__Exercise objective__:
Rewrite the lines from the one containing "Question. Indicate each instance of the metal" through the last line, putting "power line" in place of "electrical wire" and leaving everything else unchanged.

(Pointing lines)
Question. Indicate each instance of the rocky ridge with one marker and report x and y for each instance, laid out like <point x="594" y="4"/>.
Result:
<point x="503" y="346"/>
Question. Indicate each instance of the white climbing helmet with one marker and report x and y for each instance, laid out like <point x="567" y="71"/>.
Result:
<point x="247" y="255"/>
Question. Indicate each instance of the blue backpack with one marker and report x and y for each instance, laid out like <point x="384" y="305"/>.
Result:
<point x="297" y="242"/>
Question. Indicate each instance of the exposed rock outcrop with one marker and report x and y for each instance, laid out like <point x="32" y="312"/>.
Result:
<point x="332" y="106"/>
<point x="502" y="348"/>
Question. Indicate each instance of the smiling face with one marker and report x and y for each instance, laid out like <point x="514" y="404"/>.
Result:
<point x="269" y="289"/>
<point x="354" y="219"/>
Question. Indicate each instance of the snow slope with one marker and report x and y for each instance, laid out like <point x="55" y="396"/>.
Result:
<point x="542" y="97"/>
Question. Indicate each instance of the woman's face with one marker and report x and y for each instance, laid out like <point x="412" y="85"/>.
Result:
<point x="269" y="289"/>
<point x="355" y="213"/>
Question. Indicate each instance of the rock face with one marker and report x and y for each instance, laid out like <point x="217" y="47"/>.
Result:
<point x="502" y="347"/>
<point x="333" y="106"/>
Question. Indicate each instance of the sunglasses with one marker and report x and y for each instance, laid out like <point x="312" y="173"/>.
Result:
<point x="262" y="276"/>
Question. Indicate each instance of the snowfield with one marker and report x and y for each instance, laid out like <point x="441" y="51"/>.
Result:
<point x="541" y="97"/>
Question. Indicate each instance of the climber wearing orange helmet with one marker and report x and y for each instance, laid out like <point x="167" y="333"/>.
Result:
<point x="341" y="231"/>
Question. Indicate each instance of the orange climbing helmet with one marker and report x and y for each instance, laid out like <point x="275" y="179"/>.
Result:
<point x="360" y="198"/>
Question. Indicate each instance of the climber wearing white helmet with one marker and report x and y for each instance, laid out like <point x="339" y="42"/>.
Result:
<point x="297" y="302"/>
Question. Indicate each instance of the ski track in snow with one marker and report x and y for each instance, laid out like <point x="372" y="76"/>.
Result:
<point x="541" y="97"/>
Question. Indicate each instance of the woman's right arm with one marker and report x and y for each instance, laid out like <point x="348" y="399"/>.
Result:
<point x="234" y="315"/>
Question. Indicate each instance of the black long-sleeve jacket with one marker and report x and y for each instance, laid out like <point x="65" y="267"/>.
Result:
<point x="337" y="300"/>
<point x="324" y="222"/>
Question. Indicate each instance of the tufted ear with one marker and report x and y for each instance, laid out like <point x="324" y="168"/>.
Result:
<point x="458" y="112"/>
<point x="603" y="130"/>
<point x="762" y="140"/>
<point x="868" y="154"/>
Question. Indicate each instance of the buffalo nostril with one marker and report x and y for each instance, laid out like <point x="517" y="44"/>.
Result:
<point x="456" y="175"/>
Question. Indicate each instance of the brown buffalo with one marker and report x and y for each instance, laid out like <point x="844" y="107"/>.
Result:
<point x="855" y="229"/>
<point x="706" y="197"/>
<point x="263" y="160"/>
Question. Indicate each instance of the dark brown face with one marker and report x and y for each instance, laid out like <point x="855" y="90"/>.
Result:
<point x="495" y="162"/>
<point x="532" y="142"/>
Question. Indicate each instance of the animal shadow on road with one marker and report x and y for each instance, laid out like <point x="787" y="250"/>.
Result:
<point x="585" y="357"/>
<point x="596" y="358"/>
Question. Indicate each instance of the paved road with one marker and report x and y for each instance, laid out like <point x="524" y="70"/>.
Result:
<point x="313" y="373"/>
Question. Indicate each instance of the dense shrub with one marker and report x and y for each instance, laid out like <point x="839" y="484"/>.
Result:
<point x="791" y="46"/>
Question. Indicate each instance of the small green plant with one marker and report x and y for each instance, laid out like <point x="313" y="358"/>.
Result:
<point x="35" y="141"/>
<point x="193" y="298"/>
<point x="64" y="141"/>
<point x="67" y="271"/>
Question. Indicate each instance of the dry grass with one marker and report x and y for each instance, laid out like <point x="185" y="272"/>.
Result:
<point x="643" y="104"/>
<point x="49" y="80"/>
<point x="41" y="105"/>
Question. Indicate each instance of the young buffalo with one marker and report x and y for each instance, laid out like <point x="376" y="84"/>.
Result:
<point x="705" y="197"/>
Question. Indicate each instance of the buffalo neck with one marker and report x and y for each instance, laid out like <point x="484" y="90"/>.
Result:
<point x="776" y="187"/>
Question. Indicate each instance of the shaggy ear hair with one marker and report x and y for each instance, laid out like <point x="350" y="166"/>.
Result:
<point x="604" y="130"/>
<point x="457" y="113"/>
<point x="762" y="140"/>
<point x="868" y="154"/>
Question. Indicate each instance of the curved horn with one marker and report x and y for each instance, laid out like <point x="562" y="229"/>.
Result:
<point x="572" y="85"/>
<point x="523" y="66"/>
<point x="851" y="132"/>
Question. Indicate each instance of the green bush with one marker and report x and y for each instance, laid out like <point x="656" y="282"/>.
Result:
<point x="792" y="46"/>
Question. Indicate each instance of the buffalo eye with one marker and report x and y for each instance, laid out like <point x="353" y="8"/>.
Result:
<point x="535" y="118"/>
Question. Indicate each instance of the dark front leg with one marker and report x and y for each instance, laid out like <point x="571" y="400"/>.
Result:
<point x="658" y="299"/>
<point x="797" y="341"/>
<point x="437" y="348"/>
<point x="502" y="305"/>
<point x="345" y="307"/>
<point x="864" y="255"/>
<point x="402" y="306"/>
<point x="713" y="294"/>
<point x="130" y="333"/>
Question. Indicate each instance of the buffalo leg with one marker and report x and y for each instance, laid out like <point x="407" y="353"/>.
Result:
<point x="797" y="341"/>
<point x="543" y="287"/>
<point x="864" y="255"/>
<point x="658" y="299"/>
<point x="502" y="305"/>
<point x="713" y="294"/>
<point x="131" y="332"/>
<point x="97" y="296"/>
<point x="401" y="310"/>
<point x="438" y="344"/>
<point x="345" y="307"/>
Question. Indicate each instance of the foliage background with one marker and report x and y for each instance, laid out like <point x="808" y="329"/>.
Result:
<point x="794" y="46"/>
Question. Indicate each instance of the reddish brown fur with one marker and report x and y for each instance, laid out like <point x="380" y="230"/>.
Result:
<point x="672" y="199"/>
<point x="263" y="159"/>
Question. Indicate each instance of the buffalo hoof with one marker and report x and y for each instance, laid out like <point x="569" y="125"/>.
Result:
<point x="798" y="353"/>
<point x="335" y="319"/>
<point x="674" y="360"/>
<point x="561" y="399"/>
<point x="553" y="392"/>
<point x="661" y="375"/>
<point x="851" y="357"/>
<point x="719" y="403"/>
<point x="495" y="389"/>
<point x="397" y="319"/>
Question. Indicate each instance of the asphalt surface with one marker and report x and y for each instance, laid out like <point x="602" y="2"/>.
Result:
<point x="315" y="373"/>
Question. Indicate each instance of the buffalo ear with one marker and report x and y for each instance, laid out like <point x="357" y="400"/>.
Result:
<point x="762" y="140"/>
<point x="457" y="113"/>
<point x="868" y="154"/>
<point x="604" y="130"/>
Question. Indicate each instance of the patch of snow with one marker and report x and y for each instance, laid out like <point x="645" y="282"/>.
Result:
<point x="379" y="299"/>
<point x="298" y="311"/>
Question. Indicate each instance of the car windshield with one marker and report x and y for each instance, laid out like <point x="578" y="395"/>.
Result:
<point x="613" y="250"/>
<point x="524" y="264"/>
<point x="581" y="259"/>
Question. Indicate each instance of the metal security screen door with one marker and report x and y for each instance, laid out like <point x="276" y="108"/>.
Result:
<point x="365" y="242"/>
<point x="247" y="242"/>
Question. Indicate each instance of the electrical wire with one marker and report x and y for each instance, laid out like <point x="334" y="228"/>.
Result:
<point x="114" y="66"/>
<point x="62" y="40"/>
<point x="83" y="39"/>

__The reply__:
Question. Indicate each instance of the metal security screen door with one marker and report x and y for each instance, laid out like <point x="276" y="108"/>.
Result:
<point x="365" y="242"/>
<point x="247" y="242"/>
Question. Indicate each instance of the power line with one marker and report x and y for each instance, laid out like <point x="334" y="228"/>.
Result:
<point x="114" y="66"/>
<point x="62" y="40"/>
<point x="83" y="39"/>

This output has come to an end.